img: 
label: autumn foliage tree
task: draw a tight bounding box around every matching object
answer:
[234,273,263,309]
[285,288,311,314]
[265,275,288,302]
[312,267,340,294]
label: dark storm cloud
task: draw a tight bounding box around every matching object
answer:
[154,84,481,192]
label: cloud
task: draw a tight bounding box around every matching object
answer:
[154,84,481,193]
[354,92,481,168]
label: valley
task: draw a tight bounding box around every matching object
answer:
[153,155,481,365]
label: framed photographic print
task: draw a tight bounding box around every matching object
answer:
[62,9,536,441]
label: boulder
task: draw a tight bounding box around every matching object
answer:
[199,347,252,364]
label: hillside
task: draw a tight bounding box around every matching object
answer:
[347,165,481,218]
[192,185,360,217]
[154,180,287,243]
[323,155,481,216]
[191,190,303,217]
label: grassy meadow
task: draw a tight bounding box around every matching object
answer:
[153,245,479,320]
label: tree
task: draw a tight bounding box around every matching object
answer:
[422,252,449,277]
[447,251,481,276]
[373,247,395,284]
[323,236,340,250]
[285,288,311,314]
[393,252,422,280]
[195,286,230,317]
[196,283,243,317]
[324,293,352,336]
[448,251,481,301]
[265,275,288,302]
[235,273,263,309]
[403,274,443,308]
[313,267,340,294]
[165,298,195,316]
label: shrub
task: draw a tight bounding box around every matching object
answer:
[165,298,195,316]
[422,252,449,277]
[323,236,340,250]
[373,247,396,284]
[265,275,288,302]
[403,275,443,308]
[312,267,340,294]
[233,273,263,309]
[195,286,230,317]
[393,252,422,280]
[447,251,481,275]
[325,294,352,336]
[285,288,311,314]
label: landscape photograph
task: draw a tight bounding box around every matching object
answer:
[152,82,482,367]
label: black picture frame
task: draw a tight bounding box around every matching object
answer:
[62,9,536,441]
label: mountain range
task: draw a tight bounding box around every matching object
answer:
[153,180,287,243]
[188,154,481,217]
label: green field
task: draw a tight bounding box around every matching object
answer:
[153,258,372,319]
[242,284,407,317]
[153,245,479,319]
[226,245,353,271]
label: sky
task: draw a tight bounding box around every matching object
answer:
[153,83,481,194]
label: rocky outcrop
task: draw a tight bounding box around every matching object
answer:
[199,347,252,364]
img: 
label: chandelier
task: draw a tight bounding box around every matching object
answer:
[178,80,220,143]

----

__GEGEVEN OPDRACHT__
Geef alle regels van de items hierboven weer als Markdown-tabel met de kolommen „Nr” en „Regel”. Laat lege regels weg en nummer de rijen doorlopend.

__RESULTAAT HIERONDER__
| Nr | Regel |
|---|---|
| 1 | img:  |
| 2 | label: autumn foliage tree |
| 3 | task: draw a tight bounding box around every matching object |
| 4 | answer: |
| 5 | [234,273,263,309] |
| 6 | [285,288,311,314] |
| 7 | [265,275,288,302] |
| 8 | [312,267,340,294] |
| 9 | label: dark storm cloud |
| 10 | task: draw a tight bounding box around every matching object |
| 11 | answer: |
| 12 | [154,84,481,192] |
| 13 | label: cloud |
| 14 | task: draw a tight bounding box around every matching object |
| 15 | answer: |
| 16 | [154,84,481,193] |
| 17 | [354,92,481,168] |
| 18 | label: valley |
| 19 | task: draw a tight bounding box around every matching object |
| 20 | answer: |
| 21 | [153,155,481,365] |
| 22 | label: framed photographic print |
| 23 | task: draw a tight bounding box around every matching object |
| 24 | answer: |
| 25 | [62,9,536,441] |
| 26 | label: boulder |
| 27 | task: draw a tight bounding box around every matching object |
| 28 | answer: |
| 29 | [199,347,252,364] |
| 30 | label: hillside |
| 31 | task: draw a tight bounding box around every matching object |
| 32 | answer: |
| 33 | [347,165,481,218] |
| 34 | [192,185,360,217] |
| 35 | [154,180,287,243] |
| 36 | [323,155,481,216] |
| 37 | [191,190,303,217] |
| 38 | label: grassy meadow |
| 39 | task: draw a tight bounding box around every matching object |
| 40 | answer: |
| 41 | [153,245,479,320] |
| 42 | label: tree |
| 43 | task: draw a tight bounding box around every matching object |
| 44 | answer: |
| 45 | [422,252,449,277] |
| 46 | [447,251,481,276] |
| 47 | [373,247,395,284] |
| 48 | [323,236,340,250] |
| 49 | [285,288,311,314] |
| 50 | [393,252,422,280] |
| 51 | [195,286,230,317] |
| 52 | [196,283,243,317] |
| 53 | [324,293,352,336] |
| 54 | [448,251,481,301] |
| 55 | [265,275,288,302] |
| 56 | [235,273,263,309] |
| 57 | [403,274,443,308] |
| 58 | [313,267,340,294] |
| 59 | [165,298,195,316] |
| 60 | label: shrub |
| 61 | task: draw a tight bounding box around every matching object |
| 62 | answer: |
| 63 | [165,298,195,316] |
| 64 | [422,252,449,277] |
| 65 | [323,236,340,250] |
| 66 | [373,247,396,284] |
| 67 | [265,275,288,302] |
| 68 | [403,275,443,308] |
| 69 | [312,267,340,294] |
| 70 | [233,273,263,309] |
| 71 | [195,286,230,317] |
| 72 | [393,252,422,280] |
| 73 | [447,251,481,275] |
| 74 | [325,294,352,336] |
| 75 | [285,288,311,314] |
| 76 | label: landscape photograph |
| 77 | task: draw a tight bounding box around every matching object |
| 78 | answer: |
| 79 | [152,82,482,367] |
| 80 | label: black picture frame |
| 81 | task: draw a tight bounding box around every matching object |
| 82 | answer: |
| 83 | [62,9,536,441] |
| 84 | label: mountain range |
| 85 | task: draw a tight bounding box around every matching object |
| 86 | answer: |
| 87 | [153,180,287,243] |
| 88 | [188,154,481,217] |
| 89 | label: green field |
| 90 | task: draw a tight bounding box around every matching object |
| 91 | answer: |
| 92 | [153,258,372,319] |
| 93 | [242,284,407,317] |
| 94 | [153,245,479,319] |
| 95 | [226,245,353,271] |
| 96 | label: sky |
| 97 | task: draw a tight bounding box around every matching object |
| 98 | answer: |
| 99 | [153,83,481,194] |
| 100 | label: rocky outcrop |
| 101 | task: draw a tight bounding box around every matching object |
| 102 | answer: |
| 103 | [199,347,252,364] |
| 104 | img:  |
| 105 | label: chandelier |
| 106 | task: draw a tight bounding box around every matching object |
| 107 | answer: |
| 108 | [178,80,220,143] |